[Stored data entries]

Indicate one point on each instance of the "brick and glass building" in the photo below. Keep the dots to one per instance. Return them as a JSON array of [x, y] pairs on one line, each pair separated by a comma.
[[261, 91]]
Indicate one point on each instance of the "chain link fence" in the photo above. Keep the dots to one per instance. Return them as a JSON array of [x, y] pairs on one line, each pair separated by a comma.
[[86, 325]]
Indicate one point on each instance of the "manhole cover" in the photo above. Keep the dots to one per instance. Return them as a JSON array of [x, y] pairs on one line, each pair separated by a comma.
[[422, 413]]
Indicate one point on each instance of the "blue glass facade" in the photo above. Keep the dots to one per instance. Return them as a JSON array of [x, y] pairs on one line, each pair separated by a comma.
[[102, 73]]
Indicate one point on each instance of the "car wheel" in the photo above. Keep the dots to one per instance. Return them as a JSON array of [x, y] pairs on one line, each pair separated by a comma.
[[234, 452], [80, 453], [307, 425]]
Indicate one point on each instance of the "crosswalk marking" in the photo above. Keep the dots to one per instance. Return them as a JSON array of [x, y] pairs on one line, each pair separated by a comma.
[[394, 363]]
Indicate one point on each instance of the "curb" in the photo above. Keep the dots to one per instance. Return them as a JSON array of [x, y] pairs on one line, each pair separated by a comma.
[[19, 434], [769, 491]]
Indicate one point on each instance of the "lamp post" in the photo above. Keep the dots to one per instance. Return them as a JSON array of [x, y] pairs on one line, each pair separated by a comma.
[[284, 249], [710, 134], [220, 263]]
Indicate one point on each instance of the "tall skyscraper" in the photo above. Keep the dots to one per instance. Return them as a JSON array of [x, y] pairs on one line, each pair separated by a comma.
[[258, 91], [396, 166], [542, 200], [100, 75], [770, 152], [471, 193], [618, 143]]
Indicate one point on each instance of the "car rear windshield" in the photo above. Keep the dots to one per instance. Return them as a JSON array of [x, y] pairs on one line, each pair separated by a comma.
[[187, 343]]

What needs to be done »
Retype each record above so that every word stays exactly the same.

Expected answer »
Indicate one point on each instance of the "brick and glass building" in the photo below. Keep the dots to one per instance. Return them as a JSON array of [x, y] pairs on one line, each pair separated by a comma.
[[261, 91]]
Indicate one point on each instance of the "chain link fence" in the photo above. Keep the dots to one per instance. Return them as a JSON array of [x, y] pairs on one line, each pair separated by a comma.
[[86, 325]]
Indicate one point on each instance of the "manhole cover" in the photo above. Keep the dots to one per instance. Return them as a JSON array of [x, y] pairs on one line, each pair separated by a comma.
[[422, 413]]
Indicate one point on each instance of the "blue glass facade" in the photo above. Keep the dots to one per instance. Return them as a JSON array of [x, y] pairs on one line, each pair separated by a comma.
[[102, 73]]
Indicate one point on each instance of the "car wheel" in the photo above. Keep the dots to one per instance. Return them as a JSON array of [x, y] pairs on one line, each pair separated by a comma.
[[234, 452], [80, 453], [307, 425]]
Indicate one point on each instance of the "crosswalk marking" in the photo above. Keep the dots to one per instance. Return them as a JSON array of [x, y] pairs on one line, each pair separated by a comma.
[[394, 363]]
Indicate one point on each instance of the "curb" in the photo above. Keep the dots to one per instance. Return them as a JSON array of [x, y] pairs on one line, each pair separated by a comma.
[[19, 434], [769, 491]]
Indicate one point on each instance of the "lamp post" in the photo above. Keep the dots to one per instance. Return them as a JSON array of [x, y] pairs on one line, each pair separated by a comma.
[[284, 249], [710, 134], [220, 263]]
Indicate one point on each instance of the "tall skyscraper" in the photo above. Keep the dots to one per instance. Return them as a JSON array of [x, y] pairs on one line, each pair separated by a comma.
[[258, 91], [396, 166], [542, 200], [100, 75], [770, 152], [471, 193], [618, 143]]
Indicate one point on each instance of the "car rear windshield" in the photo above. Keep the dots to one per instance. Return them as a JSON array of [x, y] pairs on one line, each pair separated by a comma.
[[187, 343]]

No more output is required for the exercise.